**TRY IT**
Among the lines below, tally those that hold "pixel". Return the number and nothing more.

*** SUPPLIED DATA ***

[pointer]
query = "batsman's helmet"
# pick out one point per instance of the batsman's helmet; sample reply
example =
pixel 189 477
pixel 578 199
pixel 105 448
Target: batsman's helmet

***

**OUTPUT BELOW**
3